* Prompt: Select every line in the entries below that contains the word "microphone", treating uppercase and lowercase as different.

__________________________________________________

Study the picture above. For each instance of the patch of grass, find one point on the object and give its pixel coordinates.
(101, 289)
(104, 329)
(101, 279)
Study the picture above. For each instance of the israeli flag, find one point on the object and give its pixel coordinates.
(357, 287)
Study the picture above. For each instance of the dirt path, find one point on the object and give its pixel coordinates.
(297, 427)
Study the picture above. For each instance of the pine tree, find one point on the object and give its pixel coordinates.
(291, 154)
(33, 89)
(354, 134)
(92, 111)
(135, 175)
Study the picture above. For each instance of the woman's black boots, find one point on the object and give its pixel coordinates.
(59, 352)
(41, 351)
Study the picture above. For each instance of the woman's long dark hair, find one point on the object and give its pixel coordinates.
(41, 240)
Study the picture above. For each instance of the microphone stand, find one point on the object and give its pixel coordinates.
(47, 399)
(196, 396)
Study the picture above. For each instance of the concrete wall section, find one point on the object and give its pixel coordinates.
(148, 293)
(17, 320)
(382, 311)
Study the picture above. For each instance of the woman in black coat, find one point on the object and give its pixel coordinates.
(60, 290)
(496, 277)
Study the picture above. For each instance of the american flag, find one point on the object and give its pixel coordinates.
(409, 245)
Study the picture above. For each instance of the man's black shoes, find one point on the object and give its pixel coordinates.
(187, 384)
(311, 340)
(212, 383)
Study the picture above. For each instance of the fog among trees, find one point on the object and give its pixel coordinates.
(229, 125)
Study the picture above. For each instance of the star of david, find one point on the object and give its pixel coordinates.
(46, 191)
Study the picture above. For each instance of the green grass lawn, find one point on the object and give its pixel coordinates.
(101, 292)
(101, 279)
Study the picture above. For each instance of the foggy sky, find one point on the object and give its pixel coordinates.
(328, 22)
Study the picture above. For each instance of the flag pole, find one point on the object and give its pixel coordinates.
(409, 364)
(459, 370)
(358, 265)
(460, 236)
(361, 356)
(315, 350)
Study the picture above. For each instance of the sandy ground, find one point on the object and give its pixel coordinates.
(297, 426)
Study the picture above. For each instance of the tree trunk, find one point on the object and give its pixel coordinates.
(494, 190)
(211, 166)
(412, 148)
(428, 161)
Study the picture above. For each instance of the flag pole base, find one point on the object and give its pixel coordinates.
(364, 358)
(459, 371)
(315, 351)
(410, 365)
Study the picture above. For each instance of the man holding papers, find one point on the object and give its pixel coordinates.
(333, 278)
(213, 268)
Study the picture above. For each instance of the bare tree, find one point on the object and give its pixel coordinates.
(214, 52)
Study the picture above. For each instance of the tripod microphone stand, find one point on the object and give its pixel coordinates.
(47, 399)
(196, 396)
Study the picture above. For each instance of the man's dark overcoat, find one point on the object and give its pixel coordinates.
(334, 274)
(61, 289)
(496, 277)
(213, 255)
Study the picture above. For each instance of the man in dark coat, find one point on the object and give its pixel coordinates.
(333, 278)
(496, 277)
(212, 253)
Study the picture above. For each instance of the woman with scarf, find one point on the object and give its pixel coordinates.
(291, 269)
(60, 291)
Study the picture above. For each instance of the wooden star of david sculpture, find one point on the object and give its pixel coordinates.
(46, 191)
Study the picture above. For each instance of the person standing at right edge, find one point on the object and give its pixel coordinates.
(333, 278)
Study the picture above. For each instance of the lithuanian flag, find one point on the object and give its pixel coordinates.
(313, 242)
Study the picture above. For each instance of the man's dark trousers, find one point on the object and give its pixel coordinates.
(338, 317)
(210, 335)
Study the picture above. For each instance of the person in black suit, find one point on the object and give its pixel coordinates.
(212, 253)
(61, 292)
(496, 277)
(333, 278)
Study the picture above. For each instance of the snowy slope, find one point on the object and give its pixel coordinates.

__________________________________________________

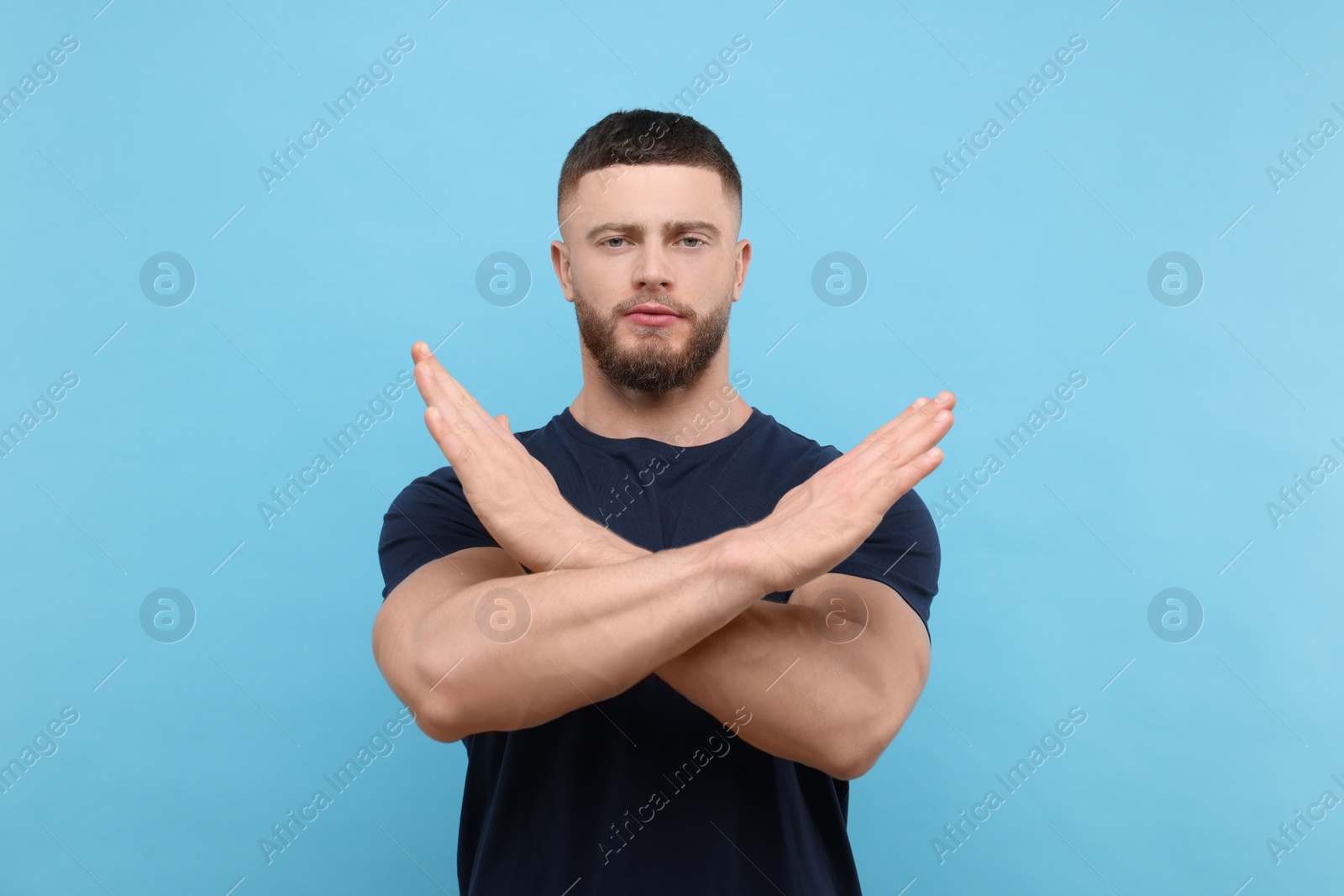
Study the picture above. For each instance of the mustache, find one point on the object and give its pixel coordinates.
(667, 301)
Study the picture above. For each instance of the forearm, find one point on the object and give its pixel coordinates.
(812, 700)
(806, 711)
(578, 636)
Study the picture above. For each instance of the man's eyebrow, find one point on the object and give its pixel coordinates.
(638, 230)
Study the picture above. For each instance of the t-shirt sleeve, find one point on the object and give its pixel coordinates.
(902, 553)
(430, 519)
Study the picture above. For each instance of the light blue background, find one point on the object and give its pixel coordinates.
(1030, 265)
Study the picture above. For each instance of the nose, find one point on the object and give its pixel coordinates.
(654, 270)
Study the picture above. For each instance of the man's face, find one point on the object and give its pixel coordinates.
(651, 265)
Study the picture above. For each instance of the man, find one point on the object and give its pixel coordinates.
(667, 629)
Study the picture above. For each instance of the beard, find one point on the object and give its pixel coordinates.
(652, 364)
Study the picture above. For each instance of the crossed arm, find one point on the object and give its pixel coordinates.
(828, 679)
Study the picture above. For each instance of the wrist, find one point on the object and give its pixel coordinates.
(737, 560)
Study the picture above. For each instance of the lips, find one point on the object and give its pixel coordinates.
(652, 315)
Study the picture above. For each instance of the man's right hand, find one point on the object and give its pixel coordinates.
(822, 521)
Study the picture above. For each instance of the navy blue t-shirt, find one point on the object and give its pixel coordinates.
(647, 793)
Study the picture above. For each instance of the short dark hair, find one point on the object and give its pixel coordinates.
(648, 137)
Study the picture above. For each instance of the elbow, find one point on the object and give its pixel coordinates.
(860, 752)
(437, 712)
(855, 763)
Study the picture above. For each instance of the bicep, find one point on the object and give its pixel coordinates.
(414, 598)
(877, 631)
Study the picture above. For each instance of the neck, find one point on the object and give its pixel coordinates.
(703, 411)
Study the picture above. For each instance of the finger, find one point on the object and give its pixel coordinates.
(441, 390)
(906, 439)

__________________________________________________

* Task solution:
Study the picture above. For each instance of the microphone stand, find one point on the object and give its pixel coordinates.
Study the picture above. For each instance of the tripod microphone stand, find one point on the object and give its pixel coordinates.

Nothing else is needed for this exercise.